# Daftar Tugas
1: Menurut teks tentang perkebunan sawit, bagaimana karakteristik tanaman sawit di dataran tinggi dibandingkan dengan di dataran rendah?
2: Ganti "lahan datar" dengan "lahan rata" pada bagian teks tentang perkebunan sawit dari "Jika produktivitas sawit" sampai "di dusun tersebut.", lalu tuliskan kembali bagian tersebut.

# Dokumen Sumber
######

Maka dari kesimpulan ini diketahui bahwa karakteristik tanaman sawit di dataran tinggi tidak lebih baik daripada di dataran rendah.

Jika produktivitas sawit pada lahan miring tidak lebih baik dibandingkan lahan datar dan jika karakteristik sawit di dataran tinggi tidak lebih baik dibandingkan di dataran rendah, maka dapat dibayangkan bahwa melakukan aktivitas perkebunan sawit skala besar di Dusun Kulik Sialang dan Desa Muara Dua sebenarnya tidak akan mendapatkan keuntungan yang lebih tinggi dibandingkan dengan melakukan aktivitas perkebunan di daerah lainnya yang memiliki lahan datar. Jika demikian, seharusnya “keuntungan besar” bukanlah menjadi alasan untuk membuka praktik aktivitas perkebunan skala besar di dusun tersebut.

######

# Catatan yang Ditampilkan
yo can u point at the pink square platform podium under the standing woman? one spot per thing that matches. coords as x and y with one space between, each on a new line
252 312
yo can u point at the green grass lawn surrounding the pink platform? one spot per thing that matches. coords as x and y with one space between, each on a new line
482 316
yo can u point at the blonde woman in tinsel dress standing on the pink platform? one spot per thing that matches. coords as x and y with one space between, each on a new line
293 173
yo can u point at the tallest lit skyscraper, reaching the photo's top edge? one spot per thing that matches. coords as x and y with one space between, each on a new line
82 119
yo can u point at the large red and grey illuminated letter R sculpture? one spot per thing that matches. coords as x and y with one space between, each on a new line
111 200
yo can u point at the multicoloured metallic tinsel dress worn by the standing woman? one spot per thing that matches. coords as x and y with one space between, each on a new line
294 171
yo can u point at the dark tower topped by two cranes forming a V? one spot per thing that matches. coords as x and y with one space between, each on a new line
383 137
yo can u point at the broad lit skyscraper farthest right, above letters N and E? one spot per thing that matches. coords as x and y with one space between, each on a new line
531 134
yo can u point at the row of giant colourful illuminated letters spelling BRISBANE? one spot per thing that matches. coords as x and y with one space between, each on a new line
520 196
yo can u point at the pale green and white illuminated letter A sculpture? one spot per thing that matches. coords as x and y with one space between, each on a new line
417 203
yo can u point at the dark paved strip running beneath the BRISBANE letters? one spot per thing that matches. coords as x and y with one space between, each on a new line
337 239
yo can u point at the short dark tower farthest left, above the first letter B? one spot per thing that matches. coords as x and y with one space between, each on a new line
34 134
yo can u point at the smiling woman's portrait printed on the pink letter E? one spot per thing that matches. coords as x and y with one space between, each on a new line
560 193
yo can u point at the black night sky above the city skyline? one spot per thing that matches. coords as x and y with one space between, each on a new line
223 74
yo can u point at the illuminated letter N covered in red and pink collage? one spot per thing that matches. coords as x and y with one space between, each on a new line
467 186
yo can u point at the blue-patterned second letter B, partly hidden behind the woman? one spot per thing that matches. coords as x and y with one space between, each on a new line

######

# Jawaban
1: Karakteristiknya tidak lebih baik daripada di dataran rendah.

2:
Jika produktivitas sawit pada lahan miring tidak lebih baik dibandingkan lahan rata dan jika karakteristik sawit di dataran tinggi tidak lebih baik dibandingkan di dataran rendah, maka dapat dibayangkan bahwa melakukan aktivitas perkebunan sawit skala besar di Dusun Kulik Sialang dan Desa Muara Dua sebenarnya tidak akan mendapatkan keuntungan yang lebih tinggi dibandingkan dengan melakukan aktivitas perkebunan di daerah lainnya yang memiliki lahan rata. Jika demikian, seharusnya “keuntungan besar” bukanlah menjadi alasan untuk membuka praktik aktivitas perkebunan skala besar di dusun tersebut.